Rows for bounding box labeling
>>>

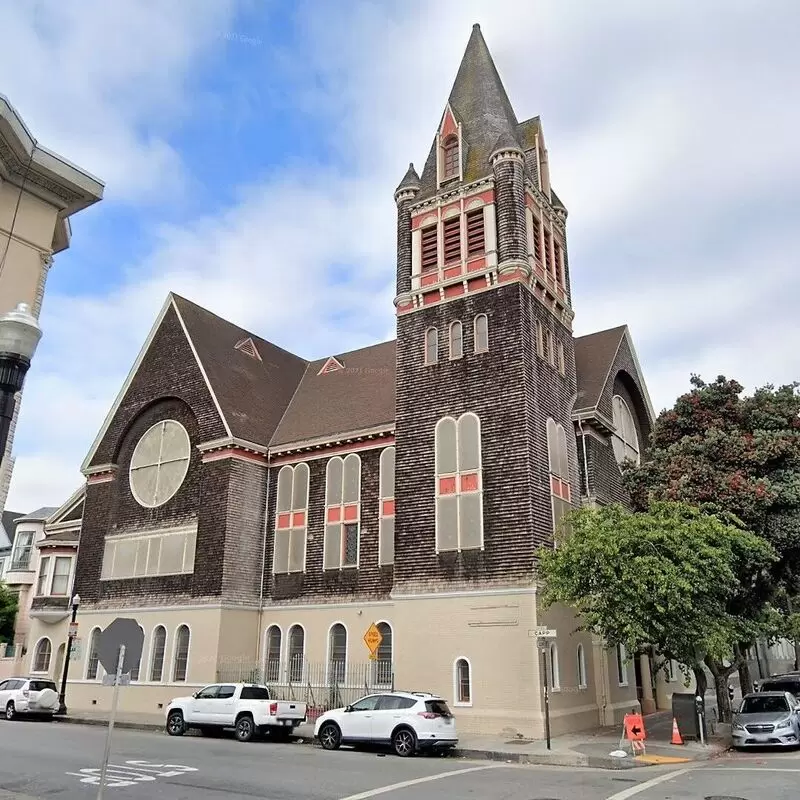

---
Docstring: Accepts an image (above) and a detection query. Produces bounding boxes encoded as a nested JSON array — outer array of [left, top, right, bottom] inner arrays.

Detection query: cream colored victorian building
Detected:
[[0, 94, 103, 511]]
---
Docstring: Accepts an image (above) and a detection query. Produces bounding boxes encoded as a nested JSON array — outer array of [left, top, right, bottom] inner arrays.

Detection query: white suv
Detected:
[[314, 692, 458, 756], [0, 678, 58, 720]]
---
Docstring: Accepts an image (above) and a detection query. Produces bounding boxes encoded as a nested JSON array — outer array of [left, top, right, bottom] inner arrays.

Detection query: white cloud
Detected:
[[6, 0, 800, 508]]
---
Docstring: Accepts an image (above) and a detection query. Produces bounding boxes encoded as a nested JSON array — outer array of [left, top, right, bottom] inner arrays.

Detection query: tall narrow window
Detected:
[[547, 418, 572, 543], [323, 453, 361, 569], [86, 628, 100, 681], [264, 625, 281, 683], [575, 644, 586, 689], [32, 637, 53, 672], [450, 320, 464, 359], [150, 625, 167, 683], [474, 314, 489, 353], [328, 622, 347, 685], [455, 658, 472, 706], [421, 224, 439, 272], [378, 447, 395, 565], [375, 622, 394, 686], [36, 556, 50, 597], [533, 214, 542, 264], [442, 134, 459, 180], [442, 215, 461, 264], [435, 413, 483, 551], [550, 642, 561, 692], [289, 625, 306, 683], [272, 464, 309, 573], [172, 625, 189, 683], [425, 328, 439, 364], [467, 208, 486, 258]]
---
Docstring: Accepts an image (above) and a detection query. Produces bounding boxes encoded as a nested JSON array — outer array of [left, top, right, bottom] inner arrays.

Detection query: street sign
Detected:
[[364, 622, 383, 661], [97, 617, 144, 675]]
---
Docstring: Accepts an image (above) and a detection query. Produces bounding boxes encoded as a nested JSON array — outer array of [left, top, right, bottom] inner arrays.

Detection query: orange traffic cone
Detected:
[[670, 717, 683, 744]]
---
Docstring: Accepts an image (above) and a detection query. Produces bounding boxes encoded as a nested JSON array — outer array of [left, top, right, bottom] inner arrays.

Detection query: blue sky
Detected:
[[0, 0, 800, 511]]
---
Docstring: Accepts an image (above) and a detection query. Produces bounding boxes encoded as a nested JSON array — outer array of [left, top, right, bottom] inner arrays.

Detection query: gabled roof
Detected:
[[270, 341, 397, 448], [417, 25, 519, 199], [173, 295, 308, 446], [575, 325, 655, 423]]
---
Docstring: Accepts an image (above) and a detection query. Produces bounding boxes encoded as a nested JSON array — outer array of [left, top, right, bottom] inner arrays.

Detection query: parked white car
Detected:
[[0, 678, 58, 720], [314, 692, 458, 757], [167, 683, 306, 742]]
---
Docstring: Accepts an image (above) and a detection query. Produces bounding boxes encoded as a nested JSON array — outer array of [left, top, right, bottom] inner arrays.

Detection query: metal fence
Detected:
[[217, 659, 394, 722]]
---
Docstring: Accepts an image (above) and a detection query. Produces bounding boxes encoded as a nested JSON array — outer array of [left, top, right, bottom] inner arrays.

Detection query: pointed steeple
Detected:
[[419, 24, 519, 199]]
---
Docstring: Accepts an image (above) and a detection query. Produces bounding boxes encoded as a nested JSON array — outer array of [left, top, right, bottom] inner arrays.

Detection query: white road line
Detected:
[[607, 769, 689, 800], [342, 764, 500, 800]]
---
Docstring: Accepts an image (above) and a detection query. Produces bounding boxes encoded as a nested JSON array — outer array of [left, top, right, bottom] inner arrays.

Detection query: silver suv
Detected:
[[0, 678, 58, 720]]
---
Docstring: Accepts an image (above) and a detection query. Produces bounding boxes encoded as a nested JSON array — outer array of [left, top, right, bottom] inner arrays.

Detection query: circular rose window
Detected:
[[130, 419, 191, 508]]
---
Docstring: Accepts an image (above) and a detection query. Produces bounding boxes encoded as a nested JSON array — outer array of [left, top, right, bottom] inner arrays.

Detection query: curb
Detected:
[[53, 717, 728, 768]]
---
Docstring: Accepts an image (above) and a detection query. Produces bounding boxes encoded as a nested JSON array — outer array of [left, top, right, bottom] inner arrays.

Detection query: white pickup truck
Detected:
[[167, 683, 306, 742]]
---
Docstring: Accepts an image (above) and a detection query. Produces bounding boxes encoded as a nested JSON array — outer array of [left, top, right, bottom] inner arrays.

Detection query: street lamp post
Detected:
[[0, 303, 42, 461], [58, 594, 81, 714]]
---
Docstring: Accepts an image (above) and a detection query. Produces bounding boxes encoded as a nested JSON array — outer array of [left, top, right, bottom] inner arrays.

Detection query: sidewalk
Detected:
[[55, 711, 728, 769]]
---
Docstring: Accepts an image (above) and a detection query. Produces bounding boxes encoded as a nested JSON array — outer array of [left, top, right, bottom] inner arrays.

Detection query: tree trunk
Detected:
[[706, 656, 739, 722], [739, 644, 753, 697]]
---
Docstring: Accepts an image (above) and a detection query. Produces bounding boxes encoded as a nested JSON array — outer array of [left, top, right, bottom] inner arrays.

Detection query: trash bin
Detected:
[[672, 692, 708, 742]]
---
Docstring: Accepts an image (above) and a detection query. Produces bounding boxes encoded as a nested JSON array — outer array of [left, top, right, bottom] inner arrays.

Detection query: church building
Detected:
[[31, 25, 654, 737]]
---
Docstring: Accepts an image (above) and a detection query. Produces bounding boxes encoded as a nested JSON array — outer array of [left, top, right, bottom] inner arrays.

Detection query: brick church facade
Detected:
[[31, 26, 653, 737]]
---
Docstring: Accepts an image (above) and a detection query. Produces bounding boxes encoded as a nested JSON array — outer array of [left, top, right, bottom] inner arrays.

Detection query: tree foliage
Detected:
[[0, 581, 17, 642], [539, 501, 776, 667]]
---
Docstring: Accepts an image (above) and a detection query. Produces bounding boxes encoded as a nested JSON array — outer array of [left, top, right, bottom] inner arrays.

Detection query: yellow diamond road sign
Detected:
[[364, 622, 383, 659]]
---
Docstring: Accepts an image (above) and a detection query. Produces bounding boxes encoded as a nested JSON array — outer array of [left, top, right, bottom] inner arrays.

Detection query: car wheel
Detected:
[[236, 714, 256, 742], [392, 728, 417, 758], [167, 711, 186, 736], [319, 722, 342, 750]]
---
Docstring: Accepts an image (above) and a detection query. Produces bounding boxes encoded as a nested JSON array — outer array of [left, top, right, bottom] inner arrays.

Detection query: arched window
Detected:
[[131, 625, 147, 682], [328, 622, 347, 685], [547, 417, 572, 544], [272, 464, 309, 574], [442, 134, 460, 180], [288, 625, 306, 683], [425, 328, 439, 364], [86, 628, 100, 681], [323, 453, 361, 569], [474, 314, 489, 353], [378, 447, 395, 565], [150, 625, 167, 683], [575, 644, 586, 689], [611, 394, 640, 465], [374, 622, 393, 686], [435, 413, 483, 551], [550, 642, 561, 692], [264, 625, 281, 683], [617, 644, 628, 686], [172, 625, 189, 683], [454, 658, 472, 706], [31, 637, 53, 672], [450, 320, 464, 358]]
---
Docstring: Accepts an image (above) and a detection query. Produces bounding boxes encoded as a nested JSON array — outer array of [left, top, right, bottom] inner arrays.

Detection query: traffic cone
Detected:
[[670, 717, 683, 744]]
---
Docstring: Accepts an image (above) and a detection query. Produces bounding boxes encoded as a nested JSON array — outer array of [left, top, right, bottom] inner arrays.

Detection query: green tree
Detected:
[[624, 376, 800, 687], [0, 581, 17, 642], [539, 501, 776, 718]]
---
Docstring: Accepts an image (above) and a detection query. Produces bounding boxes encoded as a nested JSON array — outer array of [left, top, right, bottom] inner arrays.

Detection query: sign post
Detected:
[[97, 617, 144, 800], [528, 625, 557, 750]]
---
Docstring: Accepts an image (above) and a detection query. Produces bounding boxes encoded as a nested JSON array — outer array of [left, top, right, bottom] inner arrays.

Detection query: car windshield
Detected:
[[739, 697, 789, 714]]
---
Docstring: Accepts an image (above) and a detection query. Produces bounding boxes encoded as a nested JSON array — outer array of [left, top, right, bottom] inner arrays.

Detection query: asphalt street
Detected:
[[0, 721, 800, 800]]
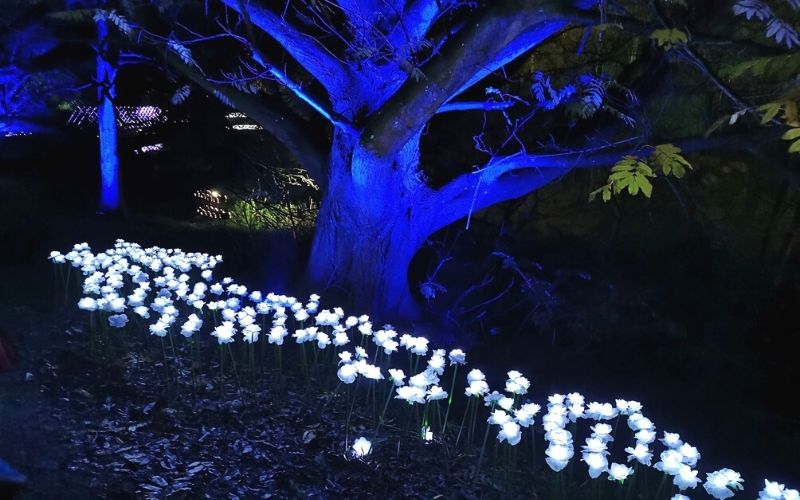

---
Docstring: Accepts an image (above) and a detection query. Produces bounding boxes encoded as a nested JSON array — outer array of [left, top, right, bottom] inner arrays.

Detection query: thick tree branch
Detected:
[[336, 0, 390, 29], [436, 101, 516, 114], [167, 53, 327, 186], [434, 148, 626, 227], [220, 0, 349, 95], [362, 0, 569, 157], [233, 0, 341, 125]]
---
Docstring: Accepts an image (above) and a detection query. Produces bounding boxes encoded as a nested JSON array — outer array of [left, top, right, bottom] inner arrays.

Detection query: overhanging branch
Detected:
[[362, 0, 569, 157], [166, 53, 327, 186], [220, 0, 349, 95]]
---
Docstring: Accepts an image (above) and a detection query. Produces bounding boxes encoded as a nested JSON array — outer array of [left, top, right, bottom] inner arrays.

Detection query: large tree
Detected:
[[122, 0, 796, 318]]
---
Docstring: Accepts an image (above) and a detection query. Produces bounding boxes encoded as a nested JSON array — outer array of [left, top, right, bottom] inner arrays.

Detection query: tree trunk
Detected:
[[308, 132, 435, 321], [96, 11, 120, 212]]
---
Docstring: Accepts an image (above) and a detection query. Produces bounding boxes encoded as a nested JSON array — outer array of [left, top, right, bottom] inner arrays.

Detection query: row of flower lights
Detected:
[[194, 189, 231, 220], [134, 142, 164, 154], [50, 239, 800, 500]]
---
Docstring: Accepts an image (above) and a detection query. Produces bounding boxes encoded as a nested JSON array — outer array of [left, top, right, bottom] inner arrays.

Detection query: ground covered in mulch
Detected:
[[0, 205, 800, 499], [0, 302, 520, 499]]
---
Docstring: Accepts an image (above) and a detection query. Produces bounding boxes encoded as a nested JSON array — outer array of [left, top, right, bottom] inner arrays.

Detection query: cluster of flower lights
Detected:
[[67, 106, 167, 131], [194, 189, 231, 219], [134, 142, 164, 155], [49, 240, 800, 500]]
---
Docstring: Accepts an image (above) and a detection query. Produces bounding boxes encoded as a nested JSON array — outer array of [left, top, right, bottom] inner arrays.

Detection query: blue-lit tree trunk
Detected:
[[308, 132, 433, 318], [95, 10, 121, 212], [208, 0, 608, 320]]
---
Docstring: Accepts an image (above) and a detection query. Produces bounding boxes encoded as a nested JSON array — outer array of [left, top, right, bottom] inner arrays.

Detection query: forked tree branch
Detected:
[[220, 0, 349, 96], [362, 0, 569, 157]]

<<<

● **REQUIREMENT**: Copy the rows word for word from where they start through the line containing "[[0, 94, 103, 511]]", including that line. Leave the pictures out.

● **CORRECT RESPONSE**:
---
Docstring: Accepts an image (above) and a detection query. Produces bounding boxes encoded as a nested JSON array — outer array of [left, top, right, bottom] inner arrays.

Detection query: cream colored victorian building
Detected:
[[0, 94, 103, 511]]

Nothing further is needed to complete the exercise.